Requirement » Will you output all of the data below exactly, omitting the images?
- Opening Delimiter -
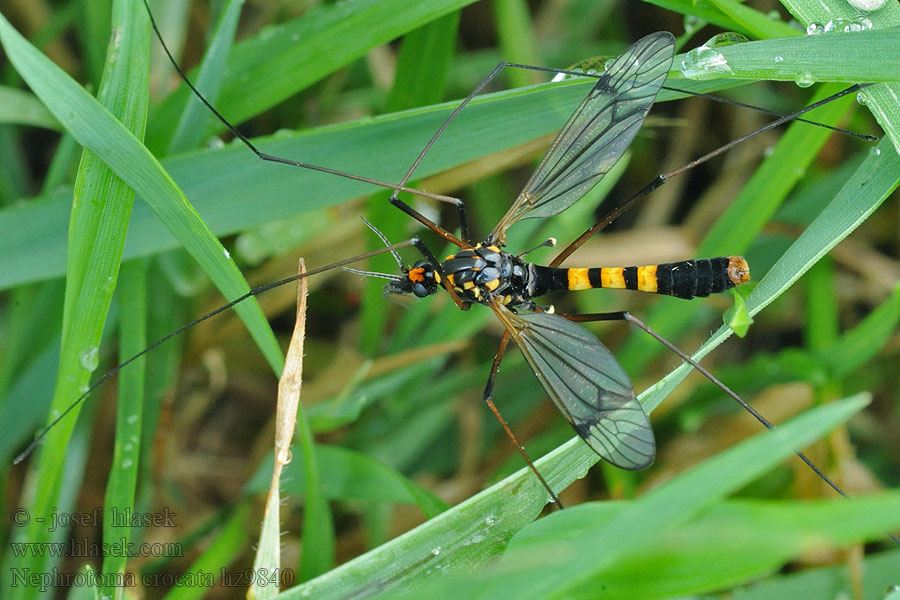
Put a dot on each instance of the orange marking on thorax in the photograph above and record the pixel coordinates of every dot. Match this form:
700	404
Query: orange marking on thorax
578	279
738	270
416	275
612	277
647	279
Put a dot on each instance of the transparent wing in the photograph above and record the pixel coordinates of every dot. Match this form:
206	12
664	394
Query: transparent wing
587	384
597	133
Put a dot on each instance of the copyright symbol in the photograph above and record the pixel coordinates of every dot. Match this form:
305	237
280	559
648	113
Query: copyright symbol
20	517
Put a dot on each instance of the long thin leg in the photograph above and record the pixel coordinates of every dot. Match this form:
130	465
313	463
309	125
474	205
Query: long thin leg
489	400
253	292
627	316
661	179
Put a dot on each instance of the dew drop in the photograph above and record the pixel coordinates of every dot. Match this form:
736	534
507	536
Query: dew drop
815	29
839	25
89	358
868	5
705	62
692	23
805	80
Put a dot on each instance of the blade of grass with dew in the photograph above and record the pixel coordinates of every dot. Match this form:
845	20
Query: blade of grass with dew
880	99
477	529
284	59
120	487
874	181
99	221
751	20
590	551
352	475
32	236
741	222
702	9
423	63
188	133
95	128
689	559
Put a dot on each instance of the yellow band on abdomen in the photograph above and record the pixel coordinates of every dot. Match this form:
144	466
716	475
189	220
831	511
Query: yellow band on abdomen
647	279
579	280
612	277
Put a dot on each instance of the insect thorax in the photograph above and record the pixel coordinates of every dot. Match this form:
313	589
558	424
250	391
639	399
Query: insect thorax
484	272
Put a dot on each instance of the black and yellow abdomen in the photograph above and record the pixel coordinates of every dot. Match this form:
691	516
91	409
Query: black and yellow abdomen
686	279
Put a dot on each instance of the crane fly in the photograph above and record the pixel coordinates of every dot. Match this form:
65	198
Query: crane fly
582	378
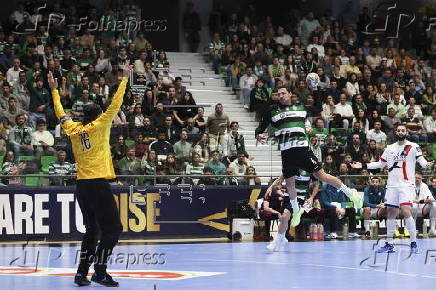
- Closing Delimiter -
Result »
Put a dot on each instance of the orange marking on thorax in the photograph above and record the pixel coordinates of every dot. Match this form:
700	404
Query: orange marking on thorax
578	279
738	270
416	275
612	277
647	279
Put a dot on each instance of the transparent wing in the photograph above and record the pixel coordinates of every dot. Match this form:
206	12
664	394
Query: transparent wing
587	384
597	133
Put a dot on each instance of the copyright symbol in the photograph above and record the pixel coordinates of every dot. Match this form:
305	237
280	559
648	113
Query: copyright symbol
20	517
Put a dot on each instance of the long thin leg in the photograph above and record the pixel coordinates of every dot. Match this form:
130	465
313	463
309	125
474	205
Query: long thin leg
489	400
253	292
627	316
661	179
Put a dot on each instance of the dew drop in the photograph above and record the pixel coordinates of every dot. Match this form:
736	534
507	536
Query: dew drop
815	29
839	25
89	358
868	5
705	62
692	23
805	80
Put a dot on each instance of the blade of grass with dew in the photograph above and record the pixel coordinates of every dot. Match this form:
845	20
Query: blade of grass with dew
880	99
477	529
284	59
120	487
874	181
99	221
751	20
590	551
352	475
32	236
741	222
702	9
423	63
188	133
95	128
689	559
Put a dot on each instance of the yellow band on abdomen in the photograph above and record the pixel coordinates of every dot. Match this form:
144	466
716	475
189	220
831	511
Query: yellow band on abdomen
647	279
579	280
612	277
Put a dot on each instance of the insect thorax in the photograph above and record the pixel coordinates of every dot. Match this form:
313	589
558	424
250	391
639	399
Query: insect thorax
484	272
Put a dot on each instance of the black and yellow abdomen in the photograph above and record the pixel coordinates of every dot. Match this form:
691	516
91	409
Query: black and yellow abdomen
686	279
Put a dot on each instance of the crane fly in the photograph above and record the pixel coordinates of every dot. Match this form:
65	198
Query: crane fly
582	378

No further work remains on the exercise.